● What is asked:
In the records below, take everything from the line containing "Subject: stroller handle" through the end of the records and substitute "Provide" for "Deliver". Reproduce those lines with all else unchanged.

(Items listed in a dataset)
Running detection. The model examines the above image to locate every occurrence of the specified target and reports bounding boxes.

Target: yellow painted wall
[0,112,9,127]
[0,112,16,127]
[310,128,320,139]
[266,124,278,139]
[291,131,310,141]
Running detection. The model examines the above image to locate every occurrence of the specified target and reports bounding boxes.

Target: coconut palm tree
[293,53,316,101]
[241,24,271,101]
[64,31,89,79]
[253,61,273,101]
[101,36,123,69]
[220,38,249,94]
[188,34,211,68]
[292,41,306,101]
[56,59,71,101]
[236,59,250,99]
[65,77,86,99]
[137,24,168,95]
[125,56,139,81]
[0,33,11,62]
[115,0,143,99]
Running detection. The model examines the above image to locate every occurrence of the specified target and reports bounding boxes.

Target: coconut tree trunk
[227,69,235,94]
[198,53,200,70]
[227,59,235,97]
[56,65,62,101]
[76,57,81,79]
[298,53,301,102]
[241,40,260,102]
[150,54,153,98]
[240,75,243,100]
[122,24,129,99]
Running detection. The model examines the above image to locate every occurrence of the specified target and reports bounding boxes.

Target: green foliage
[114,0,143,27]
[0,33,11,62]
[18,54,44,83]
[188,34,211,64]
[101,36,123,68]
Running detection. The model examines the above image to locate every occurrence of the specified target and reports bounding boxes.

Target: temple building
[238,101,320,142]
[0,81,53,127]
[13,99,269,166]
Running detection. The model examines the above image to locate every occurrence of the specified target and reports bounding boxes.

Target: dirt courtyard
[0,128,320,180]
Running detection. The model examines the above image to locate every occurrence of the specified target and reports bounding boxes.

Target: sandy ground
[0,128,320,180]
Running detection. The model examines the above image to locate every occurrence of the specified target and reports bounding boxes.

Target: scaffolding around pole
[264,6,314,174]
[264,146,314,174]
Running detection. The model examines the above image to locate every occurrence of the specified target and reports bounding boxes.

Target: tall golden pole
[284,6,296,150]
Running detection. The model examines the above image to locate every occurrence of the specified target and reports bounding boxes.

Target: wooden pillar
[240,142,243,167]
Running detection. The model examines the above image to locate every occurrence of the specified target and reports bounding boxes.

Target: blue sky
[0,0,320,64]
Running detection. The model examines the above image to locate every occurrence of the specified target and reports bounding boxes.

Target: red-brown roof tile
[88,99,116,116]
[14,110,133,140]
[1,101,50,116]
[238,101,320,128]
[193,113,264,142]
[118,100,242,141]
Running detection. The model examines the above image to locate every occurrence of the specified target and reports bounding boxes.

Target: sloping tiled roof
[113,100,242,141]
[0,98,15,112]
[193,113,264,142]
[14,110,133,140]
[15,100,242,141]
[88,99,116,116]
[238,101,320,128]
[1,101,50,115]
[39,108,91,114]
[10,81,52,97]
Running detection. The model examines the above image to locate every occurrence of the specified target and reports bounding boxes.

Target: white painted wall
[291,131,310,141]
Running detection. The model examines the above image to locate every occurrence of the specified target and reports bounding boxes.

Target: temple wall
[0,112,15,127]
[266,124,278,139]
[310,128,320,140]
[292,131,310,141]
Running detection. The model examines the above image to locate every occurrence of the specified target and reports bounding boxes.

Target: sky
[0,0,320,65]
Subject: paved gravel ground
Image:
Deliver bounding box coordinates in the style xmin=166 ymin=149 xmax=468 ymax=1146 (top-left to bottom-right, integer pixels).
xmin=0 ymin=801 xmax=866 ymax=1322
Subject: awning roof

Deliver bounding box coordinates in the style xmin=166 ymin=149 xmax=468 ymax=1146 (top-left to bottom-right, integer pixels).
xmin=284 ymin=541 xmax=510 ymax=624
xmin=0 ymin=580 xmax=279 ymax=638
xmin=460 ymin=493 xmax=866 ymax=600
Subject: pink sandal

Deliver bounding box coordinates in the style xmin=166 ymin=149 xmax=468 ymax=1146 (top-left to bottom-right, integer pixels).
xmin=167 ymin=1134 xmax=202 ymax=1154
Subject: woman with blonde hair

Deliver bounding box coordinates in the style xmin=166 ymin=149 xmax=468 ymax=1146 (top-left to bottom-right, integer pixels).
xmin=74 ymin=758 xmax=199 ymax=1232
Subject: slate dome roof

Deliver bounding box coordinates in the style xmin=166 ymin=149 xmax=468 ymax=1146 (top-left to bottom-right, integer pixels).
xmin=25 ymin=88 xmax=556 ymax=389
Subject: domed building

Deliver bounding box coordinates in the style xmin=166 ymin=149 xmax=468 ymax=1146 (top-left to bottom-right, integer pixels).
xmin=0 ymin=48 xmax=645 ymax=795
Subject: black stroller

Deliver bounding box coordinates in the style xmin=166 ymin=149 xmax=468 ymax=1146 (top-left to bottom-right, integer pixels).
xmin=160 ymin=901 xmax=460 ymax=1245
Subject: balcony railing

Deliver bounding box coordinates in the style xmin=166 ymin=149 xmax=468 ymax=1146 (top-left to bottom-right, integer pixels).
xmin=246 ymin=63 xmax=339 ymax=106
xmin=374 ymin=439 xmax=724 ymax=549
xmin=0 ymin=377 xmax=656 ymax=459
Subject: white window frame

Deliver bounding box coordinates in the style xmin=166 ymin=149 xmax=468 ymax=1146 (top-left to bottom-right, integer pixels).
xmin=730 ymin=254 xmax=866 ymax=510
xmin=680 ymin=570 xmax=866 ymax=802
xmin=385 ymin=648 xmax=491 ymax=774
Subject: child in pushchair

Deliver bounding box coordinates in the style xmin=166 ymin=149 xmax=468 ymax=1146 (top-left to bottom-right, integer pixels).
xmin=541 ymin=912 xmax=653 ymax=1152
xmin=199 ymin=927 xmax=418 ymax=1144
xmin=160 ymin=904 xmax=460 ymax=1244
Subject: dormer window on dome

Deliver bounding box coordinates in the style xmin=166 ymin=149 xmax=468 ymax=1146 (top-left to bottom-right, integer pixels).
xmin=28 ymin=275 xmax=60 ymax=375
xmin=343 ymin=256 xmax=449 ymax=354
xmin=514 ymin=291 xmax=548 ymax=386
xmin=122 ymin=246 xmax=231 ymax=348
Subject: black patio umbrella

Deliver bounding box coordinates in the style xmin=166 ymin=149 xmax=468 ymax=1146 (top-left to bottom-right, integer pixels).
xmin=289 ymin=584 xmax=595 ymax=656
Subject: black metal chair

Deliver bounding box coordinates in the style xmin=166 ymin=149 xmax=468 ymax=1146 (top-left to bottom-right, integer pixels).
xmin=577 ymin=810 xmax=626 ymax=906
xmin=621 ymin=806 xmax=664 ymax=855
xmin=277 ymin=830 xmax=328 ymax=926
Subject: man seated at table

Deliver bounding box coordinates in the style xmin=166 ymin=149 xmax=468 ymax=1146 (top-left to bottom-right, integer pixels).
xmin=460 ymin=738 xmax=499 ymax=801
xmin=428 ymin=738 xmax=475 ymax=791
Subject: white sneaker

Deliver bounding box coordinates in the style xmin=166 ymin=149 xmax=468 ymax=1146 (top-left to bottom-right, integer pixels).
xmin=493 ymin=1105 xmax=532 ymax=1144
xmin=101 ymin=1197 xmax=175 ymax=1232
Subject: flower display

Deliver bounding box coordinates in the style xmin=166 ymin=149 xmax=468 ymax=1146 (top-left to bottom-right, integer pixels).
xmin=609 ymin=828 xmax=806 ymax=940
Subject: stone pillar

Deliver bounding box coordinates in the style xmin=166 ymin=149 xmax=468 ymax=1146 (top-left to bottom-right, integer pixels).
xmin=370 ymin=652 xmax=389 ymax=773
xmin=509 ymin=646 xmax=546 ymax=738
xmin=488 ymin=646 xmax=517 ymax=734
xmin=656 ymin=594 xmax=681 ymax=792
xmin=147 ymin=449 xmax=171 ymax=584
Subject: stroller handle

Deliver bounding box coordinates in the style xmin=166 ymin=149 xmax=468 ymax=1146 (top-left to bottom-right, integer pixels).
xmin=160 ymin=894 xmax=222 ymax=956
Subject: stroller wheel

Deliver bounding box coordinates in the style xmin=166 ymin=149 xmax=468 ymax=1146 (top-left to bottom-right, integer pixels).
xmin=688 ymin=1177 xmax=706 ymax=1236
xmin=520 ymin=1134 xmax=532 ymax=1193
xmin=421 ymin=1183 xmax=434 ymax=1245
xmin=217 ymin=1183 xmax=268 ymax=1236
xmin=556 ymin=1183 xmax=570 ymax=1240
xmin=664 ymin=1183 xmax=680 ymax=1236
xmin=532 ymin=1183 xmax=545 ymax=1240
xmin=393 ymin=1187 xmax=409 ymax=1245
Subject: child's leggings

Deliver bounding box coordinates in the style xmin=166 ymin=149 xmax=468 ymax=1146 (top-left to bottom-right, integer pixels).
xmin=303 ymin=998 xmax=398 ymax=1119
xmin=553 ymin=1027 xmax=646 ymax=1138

● Final result:
Subject: stroller handle

Provide bounding box coordinates in the style xmin=166 ymin=149 xmax=468 ymax=1146 (top-left to bottom-right, integer pixels).
xmin=160 ymin=894 xmax=222 ymax=956
Subject: stroller wheel

Provide bounding box coordinates in the style xmin=166 ymin=149 xmax=468 ymax=1146 (top-left to bottom-right, integer pixels).
xmin=688 ymin=1177 xmax=706 ymax=1236
xmin=520 ymin=1134 xmax=532 ymax=1193
xmin=421 ymin=1183 xmax=434 ymax=1245
xmin=217 ymin=1183 xmax=268 ymax=1236
xmin=556 ymin=1183 xmax=570 ymax=1240
xmin=664 ymin=1183 xmax=680 ymax=1236
xmin=532 ymin=1183 xmax=545 ymax=1240
xmin=393 ymin=1187 xmax=409 ymax=1245
Subject: child's leggings

Provide bounding box coordinates in the style xmin=166 ymin=149 xmax=468 ymax=1146 (top-left to bottom-right, integer pixels).
xmin=303 ymin=998 xmax=398 ymax=1119
xmin=553 ymin=1027 xmax=646 ymax=1138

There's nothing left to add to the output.